%%
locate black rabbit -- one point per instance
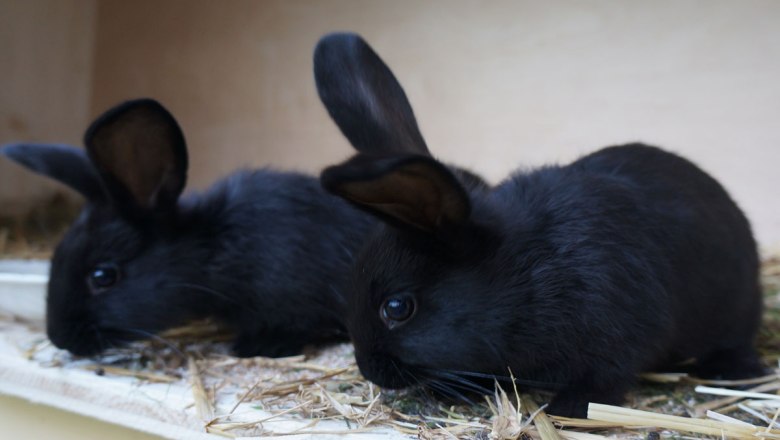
(265, 252)
(576, 278)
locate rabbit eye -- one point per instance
(397, 309)
(102, 277)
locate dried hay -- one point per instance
(326, 385)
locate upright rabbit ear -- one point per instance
(408, 190)
(63, 163)
(364, 98)
(140, 153)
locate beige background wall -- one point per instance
(495, 85)
(45, 82)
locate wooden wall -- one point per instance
(46, 54)
(495, 85)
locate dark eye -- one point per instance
(397, 309)
(102, 277)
%%
▸ **EXERCISE INSTRUCTIONS**: Produce a verbatim copy of all records, minus pictures.

▸ **WRITTEN ANSWER**:
locate black rabbit -- one point per instance
(265, 252)
(576, 278)
locate rabbit eye -- one point per instance
(397, 309)
(102, 277)
locate dried hay -- one point per instance
(326, 385)
locate upright rabbit ear -- one point per instance
(408, 190)
(63, 163)
(364, 98)
(140, 153)
locate beige background wall -- one point per instance
(495, 85)
(45, 82)
locate wooden wall -- one point per instance
(46, 54)
(495, 85)
locate dark eye -- one point per instance
(397, 309)
(102, 277)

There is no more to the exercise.